In 2020, during Donald Trump’s final year in office, supporters of the 45th president and the Republican Party had never been so demoralized.

In 2022, during Joe Biden’s second year in office and at a time when his party holds majorities in Congress, Democratic voters are demoralized—while the spirit of Republican voters is finding new life.

It’s a fascinating phenomenon to behold, for it lends force to the thesis that elections, while not devoid of all significance, are nowhere close to being the ticket to salvation that many politicians and pundits would have us believe. 

Until and unless those who reject, not the progressive Left, but the excessive Left wrestle control of the very cultural institutions (especially corporate media) that these ideologues spent the last century or so co-opting, it matters little who Republicans elect at the national level.

Elon Musk, no conservative or right-winger, did more to thwart the machinations of the “woke” Left practically overnight than any and all affiliated with “the conservative movement” have done in decades. Who knows exactly what Musk will do with Twitter once he takes full control of the company? The point is, at the very least, some voices that otherwise would have remained silenced in the national dialogue (such as it is) will be heard. 

And unlike most GOP politicians, the billionaire Musk did all of this without any of the shit-talking, tireless tweeting, empty threatening, or the grandstanding so common at meaningless congressional hearings where opportunistic GOP politicians dress down Silicon Valley titans in front of the cameras. 

He just did it. 

Musk identifies as a “liberal.” Yet he has already made more of a substantive impact upon the larger political culture, and in a way that moves it in the direction GOP politicians and Conservatism, Inc. say they want it to move, than any “conservative influencer” has ever managed. 

Even though the 2016 election of Donald Trump caused a similar apoplectic meltdown among America’s political and media elites, it is not exactly comparable. Trump’s persona—not his policies, so much, but his persona—mobilized Democrats and the Left to an extent that they hadn’t been galvanized in ages. It’s not a stretch to say that self-styled “progressives” had never been so emboldened. Media outlets that were failing in the pre-Trump (and, now, post-Trump) era flourished under Trump by indulging in pathological dishonesty, tireless propaganda, and unadulterated sensationalism. For Trump’s enemies, i.e. the very people who claim Musk’s purchase of Twitter threatens the very foundations of democracy, these proved to be the necessary ingredients of a winning formula for taking down the 45th president.

Such was the ferocity of Trump’s enemies that a new coronavirus was exploited beyond all proportion to the threat it posed in order to sabotage his presidency and reelection. Don’t forget, Trump himself initially encouraged the COVID Derangement Syndrome and all of the economic, psychological, familial, and social destruction that came in its wake.

RECORD EXTRACTS:
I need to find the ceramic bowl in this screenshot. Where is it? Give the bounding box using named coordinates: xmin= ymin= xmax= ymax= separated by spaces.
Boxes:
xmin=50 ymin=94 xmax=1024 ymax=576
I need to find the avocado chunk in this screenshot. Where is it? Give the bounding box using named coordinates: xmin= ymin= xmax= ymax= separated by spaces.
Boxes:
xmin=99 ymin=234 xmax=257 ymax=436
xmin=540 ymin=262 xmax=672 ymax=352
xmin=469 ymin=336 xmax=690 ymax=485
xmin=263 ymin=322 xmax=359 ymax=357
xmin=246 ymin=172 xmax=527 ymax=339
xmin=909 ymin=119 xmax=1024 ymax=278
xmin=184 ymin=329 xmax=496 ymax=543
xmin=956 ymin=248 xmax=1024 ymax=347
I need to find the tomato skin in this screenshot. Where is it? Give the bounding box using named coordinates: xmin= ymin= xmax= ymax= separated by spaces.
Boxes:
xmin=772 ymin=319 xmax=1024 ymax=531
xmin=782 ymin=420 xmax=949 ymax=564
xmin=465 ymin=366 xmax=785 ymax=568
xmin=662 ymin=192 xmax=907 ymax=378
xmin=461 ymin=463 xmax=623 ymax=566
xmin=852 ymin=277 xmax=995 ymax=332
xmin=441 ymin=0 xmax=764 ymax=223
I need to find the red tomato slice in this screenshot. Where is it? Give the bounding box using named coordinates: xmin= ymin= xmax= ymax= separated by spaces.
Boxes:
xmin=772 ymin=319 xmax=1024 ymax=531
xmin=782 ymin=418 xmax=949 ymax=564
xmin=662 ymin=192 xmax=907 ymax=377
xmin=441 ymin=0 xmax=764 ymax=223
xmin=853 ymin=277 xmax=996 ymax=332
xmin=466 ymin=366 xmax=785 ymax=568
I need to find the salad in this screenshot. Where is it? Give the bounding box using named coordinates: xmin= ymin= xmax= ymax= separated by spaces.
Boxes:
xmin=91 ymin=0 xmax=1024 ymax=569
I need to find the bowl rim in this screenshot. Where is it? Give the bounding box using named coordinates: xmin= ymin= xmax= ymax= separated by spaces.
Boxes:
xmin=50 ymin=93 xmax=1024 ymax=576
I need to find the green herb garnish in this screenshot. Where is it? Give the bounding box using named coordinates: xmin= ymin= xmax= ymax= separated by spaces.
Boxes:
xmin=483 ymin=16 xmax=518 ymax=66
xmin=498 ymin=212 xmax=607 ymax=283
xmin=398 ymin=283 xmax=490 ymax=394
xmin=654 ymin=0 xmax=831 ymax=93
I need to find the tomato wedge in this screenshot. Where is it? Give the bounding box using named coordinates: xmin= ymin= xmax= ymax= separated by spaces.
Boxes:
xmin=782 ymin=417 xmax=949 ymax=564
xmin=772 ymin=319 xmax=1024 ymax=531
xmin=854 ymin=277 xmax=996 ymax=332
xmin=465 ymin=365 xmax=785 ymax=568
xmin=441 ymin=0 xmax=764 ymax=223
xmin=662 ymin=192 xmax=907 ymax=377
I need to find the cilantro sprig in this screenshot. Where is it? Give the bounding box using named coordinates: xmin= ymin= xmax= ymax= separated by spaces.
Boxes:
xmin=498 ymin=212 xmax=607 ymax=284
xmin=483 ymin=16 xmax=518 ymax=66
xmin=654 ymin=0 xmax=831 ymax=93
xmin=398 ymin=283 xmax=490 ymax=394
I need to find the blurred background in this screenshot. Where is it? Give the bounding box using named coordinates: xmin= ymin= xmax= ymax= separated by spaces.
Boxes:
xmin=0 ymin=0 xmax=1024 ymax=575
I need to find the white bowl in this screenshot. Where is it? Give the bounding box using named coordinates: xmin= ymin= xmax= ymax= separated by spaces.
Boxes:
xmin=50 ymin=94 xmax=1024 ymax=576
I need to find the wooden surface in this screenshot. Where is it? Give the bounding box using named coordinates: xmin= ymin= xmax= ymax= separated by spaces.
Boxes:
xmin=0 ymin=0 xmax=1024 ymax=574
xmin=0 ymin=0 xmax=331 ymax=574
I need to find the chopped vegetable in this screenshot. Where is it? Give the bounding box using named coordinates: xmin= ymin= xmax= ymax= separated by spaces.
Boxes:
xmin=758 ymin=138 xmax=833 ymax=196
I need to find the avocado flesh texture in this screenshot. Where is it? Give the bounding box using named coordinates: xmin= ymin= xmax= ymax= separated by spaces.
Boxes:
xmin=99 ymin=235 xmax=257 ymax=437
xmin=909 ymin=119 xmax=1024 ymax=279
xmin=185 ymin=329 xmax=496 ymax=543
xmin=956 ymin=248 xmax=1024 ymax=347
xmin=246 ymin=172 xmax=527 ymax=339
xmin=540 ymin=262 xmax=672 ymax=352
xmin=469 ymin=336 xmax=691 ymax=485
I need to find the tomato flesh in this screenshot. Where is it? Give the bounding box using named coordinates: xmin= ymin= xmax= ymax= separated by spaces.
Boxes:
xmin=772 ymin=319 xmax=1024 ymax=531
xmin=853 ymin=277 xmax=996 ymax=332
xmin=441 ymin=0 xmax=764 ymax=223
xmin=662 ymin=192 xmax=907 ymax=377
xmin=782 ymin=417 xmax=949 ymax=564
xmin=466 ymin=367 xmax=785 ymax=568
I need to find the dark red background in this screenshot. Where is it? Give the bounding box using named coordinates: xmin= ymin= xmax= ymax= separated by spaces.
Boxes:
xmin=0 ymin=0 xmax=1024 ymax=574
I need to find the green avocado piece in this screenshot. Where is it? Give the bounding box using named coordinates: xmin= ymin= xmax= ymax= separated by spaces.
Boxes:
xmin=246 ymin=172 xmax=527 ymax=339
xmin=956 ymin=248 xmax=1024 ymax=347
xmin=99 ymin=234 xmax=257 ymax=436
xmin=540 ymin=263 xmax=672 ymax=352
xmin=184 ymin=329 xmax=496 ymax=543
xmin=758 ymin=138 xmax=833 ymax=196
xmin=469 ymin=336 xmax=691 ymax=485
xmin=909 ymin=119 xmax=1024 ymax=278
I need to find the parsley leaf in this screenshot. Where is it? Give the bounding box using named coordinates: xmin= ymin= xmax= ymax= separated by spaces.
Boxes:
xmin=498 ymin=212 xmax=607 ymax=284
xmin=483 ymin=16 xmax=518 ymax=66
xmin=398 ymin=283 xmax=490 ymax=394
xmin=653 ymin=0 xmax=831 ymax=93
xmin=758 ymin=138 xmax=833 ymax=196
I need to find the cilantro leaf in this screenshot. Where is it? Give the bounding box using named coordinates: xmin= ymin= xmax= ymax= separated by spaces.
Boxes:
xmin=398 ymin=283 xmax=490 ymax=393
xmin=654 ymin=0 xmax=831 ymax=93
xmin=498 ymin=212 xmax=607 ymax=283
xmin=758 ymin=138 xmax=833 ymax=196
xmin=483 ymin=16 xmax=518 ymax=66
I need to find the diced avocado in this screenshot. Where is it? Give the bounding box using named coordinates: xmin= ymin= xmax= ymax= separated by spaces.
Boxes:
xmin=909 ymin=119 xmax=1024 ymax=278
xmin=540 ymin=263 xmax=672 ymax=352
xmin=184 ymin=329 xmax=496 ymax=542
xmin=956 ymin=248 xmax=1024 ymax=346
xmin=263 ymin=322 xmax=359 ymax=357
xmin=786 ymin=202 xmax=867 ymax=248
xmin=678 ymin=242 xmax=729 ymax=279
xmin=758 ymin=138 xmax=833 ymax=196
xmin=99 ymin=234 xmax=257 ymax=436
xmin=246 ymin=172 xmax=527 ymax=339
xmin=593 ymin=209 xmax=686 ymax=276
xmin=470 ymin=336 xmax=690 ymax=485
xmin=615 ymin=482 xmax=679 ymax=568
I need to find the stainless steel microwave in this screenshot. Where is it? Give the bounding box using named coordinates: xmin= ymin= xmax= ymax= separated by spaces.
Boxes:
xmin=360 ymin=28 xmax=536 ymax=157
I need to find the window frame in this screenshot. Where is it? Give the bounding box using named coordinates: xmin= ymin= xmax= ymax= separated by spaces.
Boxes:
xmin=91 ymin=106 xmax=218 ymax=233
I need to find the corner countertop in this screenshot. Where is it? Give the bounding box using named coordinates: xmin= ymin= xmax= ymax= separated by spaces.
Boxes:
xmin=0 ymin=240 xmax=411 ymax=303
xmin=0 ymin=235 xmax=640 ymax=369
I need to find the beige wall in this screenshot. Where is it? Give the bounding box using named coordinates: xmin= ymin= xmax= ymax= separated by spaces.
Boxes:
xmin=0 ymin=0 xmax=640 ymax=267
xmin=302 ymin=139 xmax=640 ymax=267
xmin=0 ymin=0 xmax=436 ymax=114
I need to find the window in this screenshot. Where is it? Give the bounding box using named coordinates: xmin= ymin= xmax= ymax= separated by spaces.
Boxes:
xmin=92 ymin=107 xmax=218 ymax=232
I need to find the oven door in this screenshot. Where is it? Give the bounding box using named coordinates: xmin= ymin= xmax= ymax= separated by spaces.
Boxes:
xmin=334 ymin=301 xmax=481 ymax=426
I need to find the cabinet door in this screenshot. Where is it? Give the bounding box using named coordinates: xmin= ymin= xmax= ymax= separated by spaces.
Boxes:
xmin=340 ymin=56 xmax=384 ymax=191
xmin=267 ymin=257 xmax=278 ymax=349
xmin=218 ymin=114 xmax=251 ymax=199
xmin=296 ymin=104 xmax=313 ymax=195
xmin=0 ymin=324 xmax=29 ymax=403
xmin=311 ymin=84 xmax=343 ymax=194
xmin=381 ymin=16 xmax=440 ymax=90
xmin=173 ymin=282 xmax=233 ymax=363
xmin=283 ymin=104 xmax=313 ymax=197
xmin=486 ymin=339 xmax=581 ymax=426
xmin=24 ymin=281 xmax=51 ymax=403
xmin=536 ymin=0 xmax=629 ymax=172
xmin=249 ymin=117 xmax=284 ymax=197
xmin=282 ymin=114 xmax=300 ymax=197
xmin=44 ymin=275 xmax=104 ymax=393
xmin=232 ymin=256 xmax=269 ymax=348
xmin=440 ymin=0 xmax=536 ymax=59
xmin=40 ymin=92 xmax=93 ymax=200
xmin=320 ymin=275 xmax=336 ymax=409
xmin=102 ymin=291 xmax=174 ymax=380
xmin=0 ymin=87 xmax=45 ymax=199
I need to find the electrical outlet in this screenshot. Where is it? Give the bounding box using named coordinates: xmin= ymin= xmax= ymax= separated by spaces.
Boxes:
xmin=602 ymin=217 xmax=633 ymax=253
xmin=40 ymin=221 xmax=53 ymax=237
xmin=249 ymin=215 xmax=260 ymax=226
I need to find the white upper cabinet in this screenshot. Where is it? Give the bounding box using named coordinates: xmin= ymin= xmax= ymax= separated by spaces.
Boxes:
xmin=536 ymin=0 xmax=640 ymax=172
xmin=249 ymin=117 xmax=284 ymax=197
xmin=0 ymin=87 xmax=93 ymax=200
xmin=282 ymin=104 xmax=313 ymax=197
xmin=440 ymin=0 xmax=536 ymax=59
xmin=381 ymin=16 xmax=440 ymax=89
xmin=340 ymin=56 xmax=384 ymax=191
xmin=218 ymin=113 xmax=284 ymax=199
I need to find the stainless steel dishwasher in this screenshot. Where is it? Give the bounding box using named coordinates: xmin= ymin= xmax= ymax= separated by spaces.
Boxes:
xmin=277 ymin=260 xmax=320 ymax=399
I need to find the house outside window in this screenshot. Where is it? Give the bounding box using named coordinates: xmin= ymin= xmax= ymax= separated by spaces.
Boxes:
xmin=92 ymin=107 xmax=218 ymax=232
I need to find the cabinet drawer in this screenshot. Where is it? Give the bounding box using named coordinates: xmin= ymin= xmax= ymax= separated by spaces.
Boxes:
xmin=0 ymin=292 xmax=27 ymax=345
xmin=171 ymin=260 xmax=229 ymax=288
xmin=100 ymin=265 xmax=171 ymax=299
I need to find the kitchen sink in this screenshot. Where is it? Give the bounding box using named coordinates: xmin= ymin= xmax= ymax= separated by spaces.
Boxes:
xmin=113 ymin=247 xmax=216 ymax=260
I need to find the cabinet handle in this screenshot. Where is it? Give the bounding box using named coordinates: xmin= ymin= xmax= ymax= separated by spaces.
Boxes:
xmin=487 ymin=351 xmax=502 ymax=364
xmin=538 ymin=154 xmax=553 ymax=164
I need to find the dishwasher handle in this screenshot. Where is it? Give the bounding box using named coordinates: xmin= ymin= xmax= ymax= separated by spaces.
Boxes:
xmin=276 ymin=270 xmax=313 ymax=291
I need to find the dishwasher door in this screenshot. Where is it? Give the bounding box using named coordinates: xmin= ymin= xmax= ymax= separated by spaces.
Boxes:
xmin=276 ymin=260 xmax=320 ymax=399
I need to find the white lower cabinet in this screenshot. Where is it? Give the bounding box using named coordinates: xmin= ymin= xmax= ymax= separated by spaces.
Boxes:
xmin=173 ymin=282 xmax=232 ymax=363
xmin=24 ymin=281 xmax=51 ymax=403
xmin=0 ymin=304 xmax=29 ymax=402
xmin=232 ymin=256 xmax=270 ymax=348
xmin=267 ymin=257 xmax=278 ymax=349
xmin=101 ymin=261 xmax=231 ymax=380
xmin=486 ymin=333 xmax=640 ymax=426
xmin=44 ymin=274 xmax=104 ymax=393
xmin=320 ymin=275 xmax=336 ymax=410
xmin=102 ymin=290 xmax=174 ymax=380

INSTRUCTIONS:
**1.** In the essay on Musk and Twitter, copy the part from "In 2020, during" to "the national level.", swapping "pundits" for "commentators".
**2.** Decide whether each statement agrees with the essay on Musk and Twitter, answering yes or no and quoting the words of the essay that settle it: (a) Musk calls himself a liberal. (b) The essay describes Musk as a conservative. (c) According to the essay, Trump's policies, more than his persona, mobilized Democrats.
**3.** Write what comes next in the essay on Musk and Twitter, picking up after its last sentence.
You won't need the listing for any of this.

RESPONSES FOR EACH TASK:
**1.**
In 2020, during Donald Trump’s final year in office, supporters of the 45th president and the Republican Party had never been so demoralized.

In 2022, during Joe Biden’s second year in office and at a time when his party holds majorities in Congress, Democratic voters are demoralized—while the spirit of Republican voters is finding new life.

It’s a fascinating phenomenon to behold, for it lends force to the thesis that elections, while not devoid of all significance, are nowhere close to being the ticket to salvation that many politicians and commentators would have us believe. 

Until and unless those who reject, not the progressive Left, but the excessive Left wrestle control of the very cultural institutions (especially corporate media) that these ideologues spent the last century or so co-opting, it matters little who Republicans elect at the national level.

**2.**
(a) Yes: "Musk identifies as a “liberal.”"
(b) No: "Elon Musk, no conservative or right-winger"
(c) No: "Trump’s persona—not his policies, so much, but his persona—mobilized Democrats and the Left"

**3.**
Even to this day, Trump continues to further the COVID narrative that was shaped to take him out by taking credit at every turn for the COVID vaccine—a “vaccine” that prevents neither the transmission nor the contraction of the virus, has been shown (according to the CDC’s own VAERS system) to result in an alarming number of injuries and even deaths, and which has been used as a pretext to discriminate against and vilify those who refuse to take it. 

In the summer of 2020, Black Lives Matter and Antifa mobs visited a reign of terror upon more than 500 American cities, leaving more than two dozen dead, thousands injured, and inflicting $2 billion in property damages and losses. Vandals destroyed statues and monuments to historical figures long recognized as American heroes, and the historic St. John’s Church across from the White House was torched while the White House itself came under attack. 

Democratic politicians and their boosters in the media and in the corporate world actively encouraged the violence by legitimizing it. Republicans passively encouraged rioting, too, by refusing to condemn it with the harshness that it deserved. And the “law and order” president did little other than bluster.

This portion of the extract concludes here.